■ Problem to work on:
Write the next part of the Holy Week blog post below, picking up right after its final sentence.

■ Excerpt:
My cup of joe that my sweet husband makes for me each day at 5ish.
In my mind today I'm thinking of Holy Week on the church calendar. Sal the Youth Minister Gal is weak and weary. I had a very long, busy week and weekend. I could barely hold the communion cup at mass Sunday. We pulled off a pancake breakfast and egg hunt between services. I'm so proud of my church and the youth. It is melding into such a group of loving servants.
This was Palm Sunday when we reenact the wretchedness of turning Jesus over to the chief priests and then chant "Crucify him!" It makes my heart squeeze knowing that we are all wretched just like the mob demanding Jesus be put to death when days before we lauded his entrance into town for the Passover Feast. This is a tough week to be a Christian. We examine more closely our motives and actions. We realize that we are not worthy of such a BIG love. So as we sang our hymns I felt those tears find the path of wrinkles down to my cheeks.

■ Dataset:
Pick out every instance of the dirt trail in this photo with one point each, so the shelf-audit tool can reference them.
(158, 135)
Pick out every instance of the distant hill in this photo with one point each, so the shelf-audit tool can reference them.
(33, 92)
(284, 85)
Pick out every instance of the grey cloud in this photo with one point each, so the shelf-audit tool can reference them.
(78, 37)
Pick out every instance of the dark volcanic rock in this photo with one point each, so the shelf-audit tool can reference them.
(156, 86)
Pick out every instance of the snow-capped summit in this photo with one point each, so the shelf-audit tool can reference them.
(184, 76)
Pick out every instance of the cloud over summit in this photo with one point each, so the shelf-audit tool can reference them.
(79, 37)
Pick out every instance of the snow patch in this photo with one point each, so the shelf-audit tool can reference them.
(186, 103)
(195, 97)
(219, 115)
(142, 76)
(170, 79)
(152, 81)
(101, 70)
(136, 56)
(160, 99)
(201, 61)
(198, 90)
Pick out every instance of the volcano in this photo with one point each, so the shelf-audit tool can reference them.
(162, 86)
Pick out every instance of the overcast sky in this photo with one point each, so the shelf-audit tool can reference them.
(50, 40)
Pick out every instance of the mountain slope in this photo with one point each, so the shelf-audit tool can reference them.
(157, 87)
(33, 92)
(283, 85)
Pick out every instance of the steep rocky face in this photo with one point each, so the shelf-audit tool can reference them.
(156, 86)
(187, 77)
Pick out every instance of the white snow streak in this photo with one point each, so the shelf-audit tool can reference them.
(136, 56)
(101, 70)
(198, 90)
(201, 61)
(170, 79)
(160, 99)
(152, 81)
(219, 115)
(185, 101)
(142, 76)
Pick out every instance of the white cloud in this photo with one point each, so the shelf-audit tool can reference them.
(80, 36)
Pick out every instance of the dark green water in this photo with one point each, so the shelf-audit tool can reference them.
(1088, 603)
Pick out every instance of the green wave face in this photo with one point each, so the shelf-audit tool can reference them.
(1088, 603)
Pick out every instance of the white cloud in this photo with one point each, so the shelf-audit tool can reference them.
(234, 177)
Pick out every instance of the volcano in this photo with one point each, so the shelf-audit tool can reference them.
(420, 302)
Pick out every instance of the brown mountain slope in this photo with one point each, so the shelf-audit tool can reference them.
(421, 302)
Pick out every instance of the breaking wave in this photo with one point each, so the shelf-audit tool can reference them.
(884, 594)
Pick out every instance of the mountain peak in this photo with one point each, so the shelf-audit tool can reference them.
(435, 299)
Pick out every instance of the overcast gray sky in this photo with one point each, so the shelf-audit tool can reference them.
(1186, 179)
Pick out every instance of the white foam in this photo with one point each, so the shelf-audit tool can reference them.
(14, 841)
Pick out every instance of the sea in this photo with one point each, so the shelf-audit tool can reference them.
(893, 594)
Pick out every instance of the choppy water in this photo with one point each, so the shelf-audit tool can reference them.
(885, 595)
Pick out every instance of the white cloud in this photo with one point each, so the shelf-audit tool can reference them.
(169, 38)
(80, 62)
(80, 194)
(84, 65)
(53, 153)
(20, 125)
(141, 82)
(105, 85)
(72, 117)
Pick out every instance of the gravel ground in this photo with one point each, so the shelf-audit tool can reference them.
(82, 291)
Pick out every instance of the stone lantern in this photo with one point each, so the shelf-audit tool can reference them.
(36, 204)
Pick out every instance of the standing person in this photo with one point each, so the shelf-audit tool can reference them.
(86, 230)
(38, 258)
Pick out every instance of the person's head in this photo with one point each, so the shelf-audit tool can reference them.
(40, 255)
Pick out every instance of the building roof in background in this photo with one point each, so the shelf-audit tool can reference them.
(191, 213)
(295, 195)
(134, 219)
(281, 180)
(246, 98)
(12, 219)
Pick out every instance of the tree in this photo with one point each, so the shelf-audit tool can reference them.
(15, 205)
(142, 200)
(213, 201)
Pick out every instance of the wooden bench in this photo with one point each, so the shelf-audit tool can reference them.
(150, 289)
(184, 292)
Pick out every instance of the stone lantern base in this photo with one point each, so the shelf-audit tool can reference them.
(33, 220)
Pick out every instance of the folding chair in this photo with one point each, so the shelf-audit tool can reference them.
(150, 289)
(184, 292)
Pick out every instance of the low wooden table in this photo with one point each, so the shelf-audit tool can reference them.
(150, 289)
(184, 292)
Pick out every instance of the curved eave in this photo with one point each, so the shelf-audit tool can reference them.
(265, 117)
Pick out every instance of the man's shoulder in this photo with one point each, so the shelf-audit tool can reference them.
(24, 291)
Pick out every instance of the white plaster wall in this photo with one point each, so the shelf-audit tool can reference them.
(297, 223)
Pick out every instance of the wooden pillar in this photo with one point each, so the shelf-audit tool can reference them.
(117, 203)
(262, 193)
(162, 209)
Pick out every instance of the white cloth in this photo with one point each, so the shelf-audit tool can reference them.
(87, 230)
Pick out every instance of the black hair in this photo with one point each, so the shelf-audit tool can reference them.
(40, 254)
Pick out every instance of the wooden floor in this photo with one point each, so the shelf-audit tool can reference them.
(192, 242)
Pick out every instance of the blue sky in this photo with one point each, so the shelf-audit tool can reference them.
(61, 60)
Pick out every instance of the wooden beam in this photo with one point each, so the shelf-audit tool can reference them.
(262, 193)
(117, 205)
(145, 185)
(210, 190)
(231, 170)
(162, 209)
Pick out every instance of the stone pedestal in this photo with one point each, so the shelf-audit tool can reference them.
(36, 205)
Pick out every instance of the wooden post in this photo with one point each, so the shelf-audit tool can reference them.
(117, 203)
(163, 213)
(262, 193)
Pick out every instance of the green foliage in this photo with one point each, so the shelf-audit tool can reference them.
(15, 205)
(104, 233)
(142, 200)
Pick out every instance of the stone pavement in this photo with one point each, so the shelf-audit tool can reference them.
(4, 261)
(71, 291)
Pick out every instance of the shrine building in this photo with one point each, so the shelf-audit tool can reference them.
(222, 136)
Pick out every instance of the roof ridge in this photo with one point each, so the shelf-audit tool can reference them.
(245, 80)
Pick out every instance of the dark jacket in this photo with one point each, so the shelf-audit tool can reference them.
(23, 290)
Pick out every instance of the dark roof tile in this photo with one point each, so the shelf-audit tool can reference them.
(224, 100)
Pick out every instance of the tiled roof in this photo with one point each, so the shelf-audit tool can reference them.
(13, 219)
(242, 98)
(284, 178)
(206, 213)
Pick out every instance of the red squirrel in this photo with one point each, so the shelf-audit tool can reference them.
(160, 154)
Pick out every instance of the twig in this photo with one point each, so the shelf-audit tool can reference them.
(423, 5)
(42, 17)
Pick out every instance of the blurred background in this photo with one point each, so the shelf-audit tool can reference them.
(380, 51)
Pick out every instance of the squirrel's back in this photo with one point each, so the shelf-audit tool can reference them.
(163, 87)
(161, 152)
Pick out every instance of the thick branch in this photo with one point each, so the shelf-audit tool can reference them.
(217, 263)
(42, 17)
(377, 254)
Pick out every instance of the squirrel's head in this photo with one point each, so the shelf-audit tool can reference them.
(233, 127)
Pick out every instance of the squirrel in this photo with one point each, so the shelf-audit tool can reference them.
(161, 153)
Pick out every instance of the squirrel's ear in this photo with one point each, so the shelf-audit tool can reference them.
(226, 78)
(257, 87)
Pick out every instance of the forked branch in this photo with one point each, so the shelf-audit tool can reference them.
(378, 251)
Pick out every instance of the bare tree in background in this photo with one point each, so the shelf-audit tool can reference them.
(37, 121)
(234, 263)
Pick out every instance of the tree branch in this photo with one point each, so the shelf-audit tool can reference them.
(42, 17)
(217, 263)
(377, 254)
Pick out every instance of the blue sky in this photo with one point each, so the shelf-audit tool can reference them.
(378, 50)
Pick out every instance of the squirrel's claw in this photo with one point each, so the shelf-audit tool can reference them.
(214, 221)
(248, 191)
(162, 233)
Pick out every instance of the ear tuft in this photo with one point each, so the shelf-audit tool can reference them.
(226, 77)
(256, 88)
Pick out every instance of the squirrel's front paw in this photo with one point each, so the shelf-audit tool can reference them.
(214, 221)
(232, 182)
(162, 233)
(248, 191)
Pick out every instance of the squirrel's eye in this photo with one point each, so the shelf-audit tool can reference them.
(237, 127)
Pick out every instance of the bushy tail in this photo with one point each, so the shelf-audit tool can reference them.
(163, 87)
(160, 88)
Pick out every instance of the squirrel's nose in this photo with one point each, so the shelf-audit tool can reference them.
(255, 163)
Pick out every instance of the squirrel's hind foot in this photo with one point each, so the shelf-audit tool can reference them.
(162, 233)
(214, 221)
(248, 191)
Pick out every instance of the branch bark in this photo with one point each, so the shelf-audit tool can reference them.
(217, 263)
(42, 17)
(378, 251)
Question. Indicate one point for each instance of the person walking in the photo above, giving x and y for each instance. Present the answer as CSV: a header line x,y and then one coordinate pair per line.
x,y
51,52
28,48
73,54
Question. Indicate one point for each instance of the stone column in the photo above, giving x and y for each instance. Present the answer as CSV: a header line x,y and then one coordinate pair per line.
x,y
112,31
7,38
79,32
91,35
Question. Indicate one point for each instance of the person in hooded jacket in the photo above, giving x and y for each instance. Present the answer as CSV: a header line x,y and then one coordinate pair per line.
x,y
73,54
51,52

■ Reply to the task:
As the disciples slept and we do too sometimes in church (back row,) Jesus poured out his heart and asked God to take the cup from him if it was His will. He cried saying, "Not my will but yours be done." So he kept the cup and we were delivered from our wretched humanness. The suffering was for the greater good. I totally relate to this.
What about you? Do you find yourself praying God take this cup (insert cancer, addiction, death, divorce, financial ruin, ALS, etc.) from me and my family? Sure you do. I have many times closed my eyes and prayed, "God if it's Your will, get me out of this chair. Strengthen my arms so I can write with a pencil again and give those backbone crushing hugs. How about just strengthening my diaphragm a bit? So I can breathe easy without my machine for longer periods." Then I think of Jesus and add, "It's all about you God and not me. I'm your servant. Use me for your purpose. Your will be done." I don't feel sad because I'm still waking up partially paralyzed. I feel grateful I'm given another day to be used in bigger purpose.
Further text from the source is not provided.